Directions – Set down the line that has "of the short" and each line beneath it, through the last line of the entries, exactly and with no others.

Input records –
——
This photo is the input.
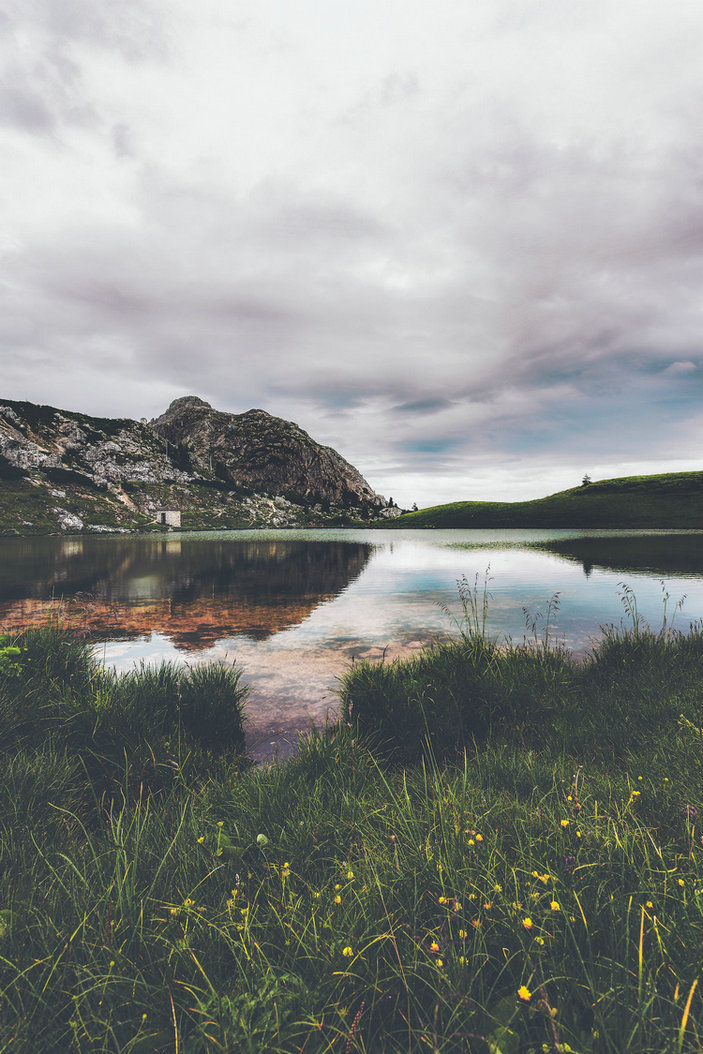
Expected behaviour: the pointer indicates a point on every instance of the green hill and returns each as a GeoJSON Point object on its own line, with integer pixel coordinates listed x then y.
{"type": "Point", "coordinates": [670, 500]}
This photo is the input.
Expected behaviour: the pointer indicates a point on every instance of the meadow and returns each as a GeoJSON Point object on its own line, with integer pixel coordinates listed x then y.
{"type": "Point", "coordinates": [496, 850]}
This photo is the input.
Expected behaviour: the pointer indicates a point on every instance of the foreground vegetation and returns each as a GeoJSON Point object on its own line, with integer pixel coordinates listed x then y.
{"type": "Point", "coordinates": [674, 500]}
{"type": "Point", "coordinates": [495, 851]}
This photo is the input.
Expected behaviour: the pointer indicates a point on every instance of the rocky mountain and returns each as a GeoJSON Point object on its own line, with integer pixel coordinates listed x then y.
{"type": "Point", "coordinates": [62, 470]}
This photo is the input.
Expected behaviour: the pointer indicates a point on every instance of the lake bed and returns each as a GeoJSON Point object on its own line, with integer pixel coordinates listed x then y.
{"type": "Point", "coordinates": [295, 608]}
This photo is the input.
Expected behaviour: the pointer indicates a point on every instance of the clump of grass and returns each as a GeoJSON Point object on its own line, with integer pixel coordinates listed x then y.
{"type": "Point", "coordinates": [519, 897]}
{"type": "Point", "coordinates": [461, 693]}
{"type": "Point", "coordinates": [54, 693]}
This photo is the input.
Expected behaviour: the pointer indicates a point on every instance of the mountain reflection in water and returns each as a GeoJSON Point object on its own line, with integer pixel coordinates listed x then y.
{"type": "Point", "coordinates": [664, 554]}
{"type": "Point", "coordinates": [192, 592]}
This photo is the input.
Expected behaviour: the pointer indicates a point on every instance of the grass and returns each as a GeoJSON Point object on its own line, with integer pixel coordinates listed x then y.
{"type": "Point", "coordinates": [533, 883]}
{"type": "Point", "coordinates": [667, 501]}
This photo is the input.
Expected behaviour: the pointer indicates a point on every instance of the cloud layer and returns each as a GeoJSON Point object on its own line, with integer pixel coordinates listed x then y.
{"type": "Point", "coordinates": [461, 244]}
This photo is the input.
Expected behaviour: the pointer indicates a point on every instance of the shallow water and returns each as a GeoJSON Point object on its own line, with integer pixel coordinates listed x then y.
{"type": "Point", "coordinates": [294, 608]}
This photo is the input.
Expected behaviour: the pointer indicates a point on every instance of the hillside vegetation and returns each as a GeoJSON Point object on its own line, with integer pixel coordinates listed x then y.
{"type": "Point", "coordinates": [668, 501]}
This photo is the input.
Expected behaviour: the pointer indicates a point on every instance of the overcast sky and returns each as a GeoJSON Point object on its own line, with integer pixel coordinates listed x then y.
{"type": "Point", "coordinates": [460, 240]}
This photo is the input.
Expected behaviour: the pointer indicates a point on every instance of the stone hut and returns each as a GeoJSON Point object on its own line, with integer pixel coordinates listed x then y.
{"type": "Point", "coordinates": [169, 518]}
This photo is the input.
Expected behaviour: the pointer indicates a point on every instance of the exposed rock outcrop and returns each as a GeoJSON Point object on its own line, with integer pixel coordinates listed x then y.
{"type": "Point", "coordinates": [257, 451]}
{"type": "Point", "coordinates": [219, 469]}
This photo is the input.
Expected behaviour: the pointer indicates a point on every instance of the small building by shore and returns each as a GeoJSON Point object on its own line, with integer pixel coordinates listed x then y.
{"type": "Point", "coordinates": [169, 518]}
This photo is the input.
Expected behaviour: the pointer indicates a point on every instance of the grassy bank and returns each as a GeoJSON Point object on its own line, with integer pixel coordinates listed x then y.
{"type": "Point", "coordinates": [674, 500]}
{"type": "Point", "coordinates": [531, 882]}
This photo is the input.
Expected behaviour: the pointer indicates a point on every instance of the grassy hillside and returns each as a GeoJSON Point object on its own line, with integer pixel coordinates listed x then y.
{"type": "Point", "coordinates": [671, 500]}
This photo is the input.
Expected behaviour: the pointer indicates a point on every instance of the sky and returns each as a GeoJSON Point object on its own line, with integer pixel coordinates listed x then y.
{"type": "Point", "coordinates": [460, 241]}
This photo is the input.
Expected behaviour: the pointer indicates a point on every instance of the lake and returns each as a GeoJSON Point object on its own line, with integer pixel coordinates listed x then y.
{"type": "Point", "coordinates": [294, 608]}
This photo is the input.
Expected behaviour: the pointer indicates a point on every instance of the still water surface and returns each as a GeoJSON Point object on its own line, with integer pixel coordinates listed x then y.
{"type": "Point", "coordinates": [294, 608]}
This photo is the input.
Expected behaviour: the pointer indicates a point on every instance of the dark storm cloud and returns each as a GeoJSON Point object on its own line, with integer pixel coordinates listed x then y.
{"type": "Point", "coordinates": [503, 261]}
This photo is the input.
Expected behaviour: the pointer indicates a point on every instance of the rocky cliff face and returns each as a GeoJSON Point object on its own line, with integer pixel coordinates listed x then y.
{"type": "Point", "coordinates": [69, 471]}
{"type": "Point", "coordinates": [256, 451]}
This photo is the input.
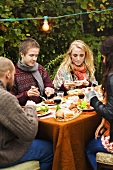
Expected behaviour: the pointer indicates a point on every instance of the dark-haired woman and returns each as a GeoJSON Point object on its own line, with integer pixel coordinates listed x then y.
{"type": "Point", "coordinates": [104, 142]}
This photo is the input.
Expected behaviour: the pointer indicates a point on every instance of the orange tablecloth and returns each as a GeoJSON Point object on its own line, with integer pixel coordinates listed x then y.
{"type": "Point", "coordinates": [69, 140]}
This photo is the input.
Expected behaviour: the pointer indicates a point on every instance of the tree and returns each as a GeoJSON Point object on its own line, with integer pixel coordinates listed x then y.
{"type": "Point", "coordinates": [88, 26]}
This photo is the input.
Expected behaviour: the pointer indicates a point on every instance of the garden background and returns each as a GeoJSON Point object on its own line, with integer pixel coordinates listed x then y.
{"type": "Point", "coordinates": [78, 21]}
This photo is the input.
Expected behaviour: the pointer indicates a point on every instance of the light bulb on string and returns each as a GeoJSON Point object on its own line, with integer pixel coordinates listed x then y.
{"type": "Point", "coordinates": [45, 26]}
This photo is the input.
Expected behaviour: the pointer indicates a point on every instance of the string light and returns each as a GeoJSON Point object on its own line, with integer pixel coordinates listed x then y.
{"type": "Point", "coordinates": [45, 26]}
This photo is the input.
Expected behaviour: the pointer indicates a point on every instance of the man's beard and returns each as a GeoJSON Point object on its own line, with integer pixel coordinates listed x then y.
{"type": "Point", "coordinates": [9, 86]}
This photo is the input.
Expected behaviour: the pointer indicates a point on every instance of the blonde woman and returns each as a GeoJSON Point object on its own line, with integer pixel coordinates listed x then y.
{"type": "Point", "coordinates": [77, 65]}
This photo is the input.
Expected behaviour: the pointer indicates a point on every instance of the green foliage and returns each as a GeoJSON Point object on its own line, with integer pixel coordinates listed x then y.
{"type": "Point", "coordinates": [90, 27]}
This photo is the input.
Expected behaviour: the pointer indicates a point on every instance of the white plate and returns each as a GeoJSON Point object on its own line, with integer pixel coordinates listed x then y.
{"type": "Point", "coordinates": [79, 82]}
{"type": "Point", "coordinates": [46, 113]}
{"type": "Point", "coordinates": [44, 104]}
{"type": "Point", "coordinates": [90, 109]}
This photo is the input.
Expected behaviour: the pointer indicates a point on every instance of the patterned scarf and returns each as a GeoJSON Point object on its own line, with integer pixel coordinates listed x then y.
{"type": "Point", "coordinates": [80, 72]}
{"type": "Point", "coordinates": [34, 71]}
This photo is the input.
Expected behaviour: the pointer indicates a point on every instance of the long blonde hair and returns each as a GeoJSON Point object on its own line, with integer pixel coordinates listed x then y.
{"type": "Point", "coordinates": [89, 61]}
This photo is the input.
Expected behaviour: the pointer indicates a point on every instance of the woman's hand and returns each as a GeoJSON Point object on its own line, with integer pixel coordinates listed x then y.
{"type": "Point", "coordinates": [49, 91]}
{"type": "Point", "coordinates": [85, 83]}
{"type": "Point", "coordinates": [33, 91]}
{"type": "Point", "coordinates": [100, 129]}
{"type": "Point", "coordinates": [68, 85]}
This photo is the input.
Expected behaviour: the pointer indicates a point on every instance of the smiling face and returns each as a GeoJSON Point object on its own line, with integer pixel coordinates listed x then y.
{"type": "Point", "coordinates": [78, 56]}
{"type": "Point", "coordinates": [30, 57]}
{"type": "Point", "coordinates": [10, 80]}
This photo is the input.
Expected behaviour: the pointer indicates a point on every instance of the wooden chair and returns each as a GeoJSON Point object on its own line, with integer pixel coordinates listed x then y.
{"type": "Point", "coordinates": [30, 165]}
{"type": "Point", "coordinates": [104, 160]}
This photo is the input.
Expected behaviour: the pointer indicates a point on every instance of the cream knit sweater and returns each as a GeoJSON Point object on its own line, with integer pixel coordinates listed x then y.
{"type": "Point", "coordinates": [17, 127]}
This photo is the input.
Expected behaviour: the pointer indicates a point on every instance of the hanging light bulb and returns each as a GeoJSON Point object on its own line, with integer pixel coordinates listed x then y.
{"type": "Point", "coordinates": [45, 26]}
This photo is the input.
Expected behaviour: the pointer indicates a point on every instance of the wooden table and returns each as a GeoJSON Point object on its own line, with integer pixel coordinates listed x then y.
{"type": "Point", "coordinates": [69, 140]}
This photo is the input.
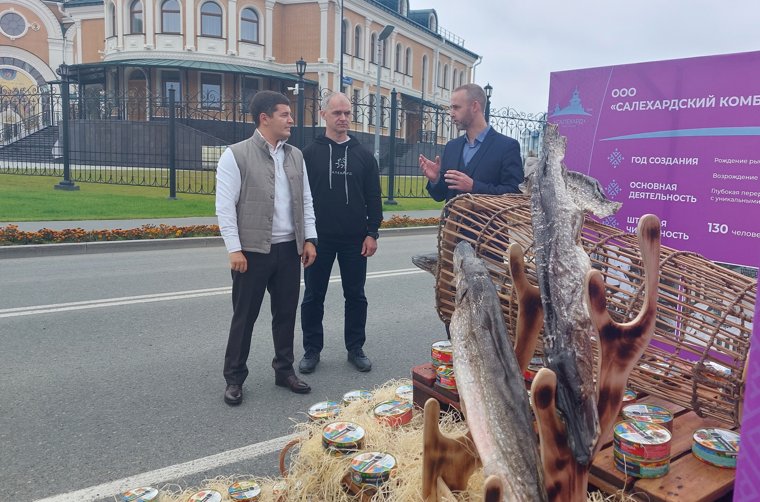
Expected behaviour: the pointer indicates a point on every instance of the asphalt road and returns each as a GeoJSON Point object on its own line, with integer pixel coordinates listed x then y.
{"type": "Point", "coordinates": [112, 365]}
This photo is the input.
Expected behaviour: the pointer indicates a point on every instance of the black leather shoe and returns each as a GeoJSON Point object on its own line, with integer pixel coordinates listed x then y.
{"type": "Point", "coordinates": [309, 362]}
{"type": "Point", "coordinates": [293, 383]}
{"type": "Point", "coordinates": [233, 394]}
{"type": "Point", "coordinates": [359, 359]}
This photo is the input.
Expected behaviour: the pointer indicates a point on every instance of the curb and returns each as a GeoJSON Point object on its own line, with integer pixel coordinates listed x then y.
{"type": "Point", "coordinates": [75, 248]}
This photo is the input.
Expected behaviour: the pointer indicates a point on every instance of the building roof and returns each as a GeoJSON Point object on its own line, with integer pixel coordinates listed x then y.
{"type": "Point", "coordinates": [193, 65]}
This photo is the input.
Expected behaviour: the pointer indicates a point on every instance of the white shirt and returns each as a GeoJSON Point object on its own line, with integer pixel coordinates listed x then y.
{"type": "Point", "coordinates": [228, 184]}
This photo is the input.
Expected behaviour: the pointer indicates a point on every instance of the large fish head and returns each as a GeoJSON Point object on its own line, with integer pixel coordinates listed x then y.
{"type": "Point", "coordinates": [577, 402]}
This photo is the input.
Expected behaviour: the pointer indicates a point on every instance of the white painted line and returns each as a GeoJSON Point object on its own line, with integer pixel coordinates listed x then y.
{"type": "Point", "coordinates": [160, 297]}
{"type": "Point", "coordinates": [159, 476]}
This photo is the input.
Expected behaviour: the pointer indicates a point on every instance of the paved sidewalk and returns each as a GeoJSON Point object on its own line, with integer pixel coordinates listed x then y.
{"type": "Point", "coordinates": [33, 226]}
{"type": "Point", "coordinates": [38, 250]}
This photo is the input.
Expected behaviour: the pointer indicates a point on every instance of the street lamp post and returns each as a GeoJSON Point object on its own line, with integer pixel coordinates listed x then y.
{"type": "Point", "coordinates": [488, 90]}
{"type": "Point", "coordinates": [380, 39]}
{"type": "Point", "coordinates": [343, 36]}
{"type": "Point", "coordinates": [301, 70]}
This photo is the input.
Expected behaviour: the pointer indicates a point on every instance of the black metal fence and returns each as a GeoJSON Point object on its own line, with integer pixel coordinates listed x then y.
{"type": "Point", "coordinates": [150, 140]}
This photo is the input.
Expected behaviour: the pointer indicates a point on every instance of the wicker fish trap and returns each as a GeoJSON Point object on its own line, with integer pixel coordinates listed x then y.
{"type": "Point", "coordinates": [698, 354]}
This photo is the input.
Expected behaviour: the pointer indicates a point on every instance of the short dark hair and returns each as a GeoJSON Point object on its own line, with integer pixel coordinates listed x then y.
{"type": "Point", "coordinates": [266, 102]}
——
Expected answer –
Expected behaviour: the pointer indicates a point on every instance of the short dark hair and returns each as a GeoJSON Point object on its own line, with integer pixel coordinates listed x then y.
{"type": "Point", "coordinates": [266, 102]}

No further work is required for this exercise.